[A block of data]
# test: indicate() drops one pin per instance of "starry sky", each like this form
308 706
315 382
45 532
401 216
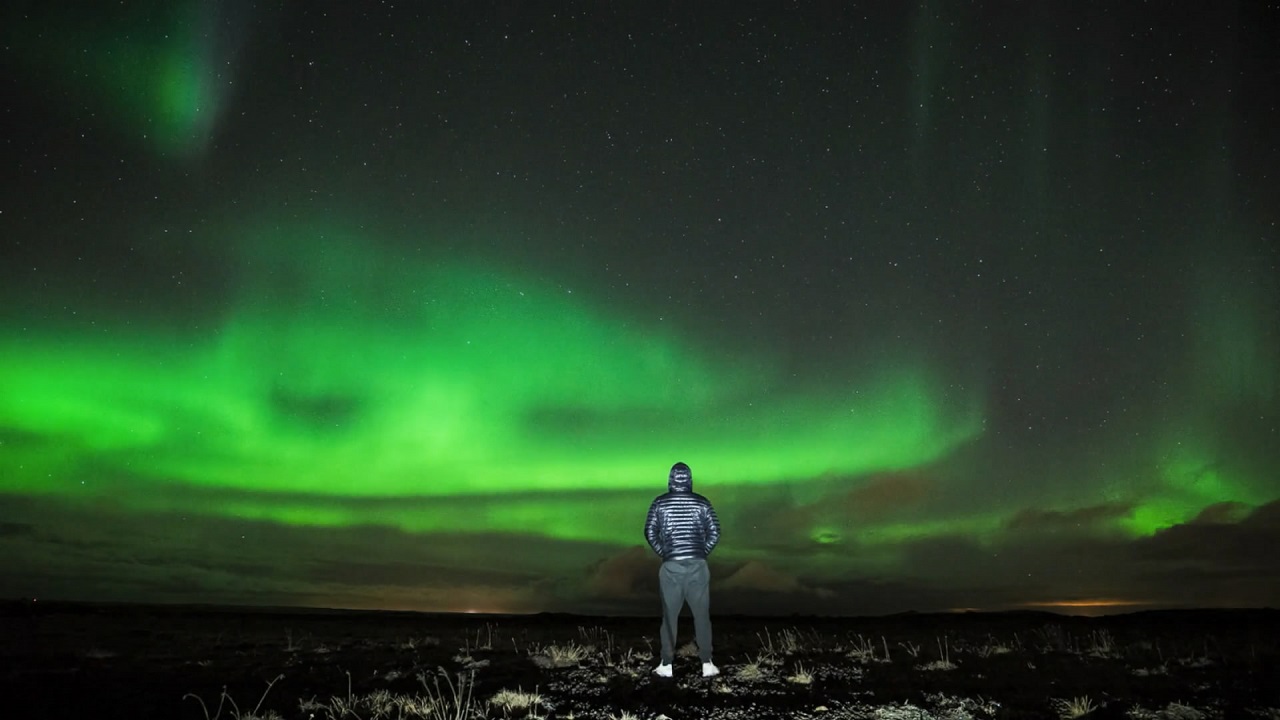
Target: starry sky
398 305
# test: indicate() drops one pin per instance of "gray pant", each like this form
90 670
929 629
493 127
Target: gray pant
685 580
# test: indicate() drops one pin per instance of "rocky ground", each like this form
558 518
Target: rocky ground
200 664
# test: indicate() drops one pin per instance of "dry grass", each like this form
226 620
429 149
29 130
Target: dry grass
1074 707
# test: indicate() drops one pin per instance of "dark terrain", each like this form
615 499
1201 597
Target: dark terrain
196 662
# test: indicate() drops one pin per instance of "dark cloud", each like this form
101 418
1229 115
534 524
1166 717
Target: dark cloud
1080 519
320 411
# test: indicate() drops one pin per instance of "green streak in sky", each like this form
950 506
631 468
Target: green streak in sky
342 372
145 62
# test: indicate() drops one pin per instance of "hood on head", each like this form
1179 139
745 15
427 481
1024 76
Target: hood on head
681 478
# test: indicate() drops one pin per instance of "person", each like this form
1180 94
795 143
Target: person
682 529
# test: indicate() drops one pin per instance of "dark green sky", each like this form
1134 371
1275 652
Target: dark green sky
946 305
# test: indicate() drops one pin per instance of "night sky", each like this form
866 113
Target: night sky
412 305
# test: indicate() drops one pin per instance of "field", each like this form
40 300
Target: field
188 662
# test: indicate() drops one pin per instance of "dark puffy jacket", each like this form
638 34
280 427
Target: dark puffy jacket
681 524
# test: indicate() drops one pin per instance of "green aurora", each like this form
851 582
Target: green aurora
904 365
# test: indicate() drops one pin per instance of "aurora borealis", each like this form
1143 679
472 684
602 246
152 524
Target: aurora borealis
355 305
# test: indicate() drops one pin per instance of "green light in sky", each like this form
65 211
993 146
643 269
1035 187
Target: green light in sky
342 372
149 64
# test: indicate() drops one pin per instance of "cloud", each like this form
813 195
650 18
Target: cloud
629 574
757 575
1079 518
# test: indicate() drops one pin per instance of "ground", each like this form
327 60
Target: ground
186 662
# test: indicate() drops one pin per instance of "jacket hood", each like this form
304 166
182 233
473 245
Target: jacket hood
680 479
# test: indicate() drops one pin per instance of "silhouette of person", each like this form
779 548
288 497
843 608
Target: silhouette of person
682 529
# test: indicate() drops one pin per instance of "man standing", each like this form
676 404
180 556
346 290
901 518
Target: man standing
682 529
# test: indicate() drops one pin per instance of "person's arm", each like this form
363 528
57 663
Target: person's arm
653 528
711 528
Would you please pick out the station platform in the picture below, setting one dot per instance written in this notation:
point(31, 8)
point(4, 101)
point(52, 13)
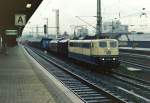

WHAT TO WORK ON:
Return every line of the items above that contains the string "night", treating uppercase and lowercase as different.

SOLUTION TO THIS PROBLEM:
# test: indicate() drops one pin per instance of "night sky", each like this form
Target: night sky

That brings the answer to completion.